• _HOW TO COMPLETE THIS TASK_
Output all of the listing below, leaving every line unchanged.

• _WORKING DATA_

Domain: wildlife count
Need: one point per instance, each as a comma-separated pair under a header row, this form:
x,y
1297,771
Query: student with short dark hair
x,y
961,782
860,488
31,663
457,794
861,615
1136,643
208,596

• _SOLUTION FOR THIS EXERCISE_
Domain: wildlife count
Need: one point per instance, each as a comma-separated pair under a header row, this form:
x,y
1297,771
Query: student with short dark hair
x,y
961,782
860,488
31,663
457,794
861,615
1136,643
208,596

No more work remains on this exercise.